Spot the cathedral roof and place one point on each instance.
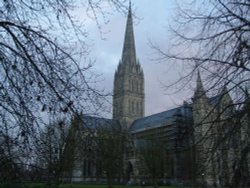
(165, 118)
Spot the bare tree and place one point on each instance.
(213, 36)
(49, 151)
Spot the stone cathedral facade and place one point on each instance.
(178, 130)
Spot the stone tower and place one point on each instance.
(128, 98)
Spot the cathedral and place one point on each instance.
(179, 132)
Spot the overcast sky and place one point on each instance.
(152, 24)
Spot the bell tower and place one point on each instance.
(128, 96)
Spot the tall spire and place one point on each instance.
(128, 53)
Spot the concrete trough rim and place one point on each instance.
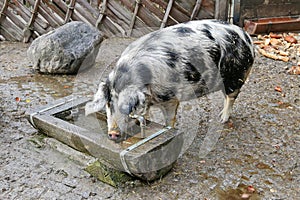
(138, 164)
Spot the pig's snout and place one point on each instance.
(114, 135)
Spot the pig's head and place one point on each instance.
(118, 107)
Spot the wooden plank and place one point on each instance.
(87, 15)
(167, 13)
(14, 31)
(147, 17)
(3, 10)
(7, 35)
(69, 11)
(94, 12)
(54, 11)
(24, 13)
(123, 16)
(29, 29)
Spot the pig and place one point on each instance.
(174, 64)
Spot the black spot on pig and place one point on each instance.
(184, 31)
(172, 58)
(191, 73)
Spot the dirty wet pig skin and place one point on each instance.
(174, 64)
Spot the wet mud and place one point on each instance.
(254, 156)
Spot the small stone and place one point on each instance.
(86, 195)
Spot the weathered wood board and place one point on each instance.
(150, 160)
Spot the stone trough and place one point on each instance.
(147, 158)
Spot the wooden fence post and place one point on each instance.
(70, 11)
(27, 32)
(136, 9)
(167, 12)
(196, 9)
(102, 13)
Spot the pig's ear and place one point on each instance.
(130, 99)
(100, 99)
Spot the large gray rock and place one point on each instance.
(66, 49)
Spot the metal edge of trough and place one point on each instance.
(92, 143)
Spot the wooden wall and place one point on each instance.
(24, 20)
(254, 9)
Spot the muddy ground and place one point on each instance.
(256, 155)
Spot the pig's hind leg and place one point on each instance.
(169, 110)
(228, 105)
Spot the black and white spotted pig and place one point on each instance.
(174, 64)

# DIRECTIONS FOR THIS TASK
Rewrite the items from the line containing "Spot the stone trough" through the end of the items, keeping every request line unchanged. Multiply each point coordinate in the answers by 1.55 and round it to a whole number, rounding halves up.

# SOLUTION TO THIS PROBLEM
Spot the stone trough and place one point on each instance.
(228, 245)
Spot the wooden fence post and place one point on each instance.
(109, 17)
(42, 50)
(211, 14)
(259, 19)
(304, 14)
(158, 20)
Spot the pig's ear and place one point on each instance.
(202, 153)
(155, 153)
Spot the large gray rock and place one point on each instance.
(102, 76)
Spot the metal edge of trough and place one point on each instance.
(143, 222)
Spot the wooden wall and place one point on each instance.
(37, 31)
(394, 14)
Spot the muddy ground and place one point on each instance.
(397, 240)
Spot the pig's hind leg and place one point on each instance.
(262, 171)
(353, 163)
Spot the black and white spotted pig and place one point on each instance.
(270, 99)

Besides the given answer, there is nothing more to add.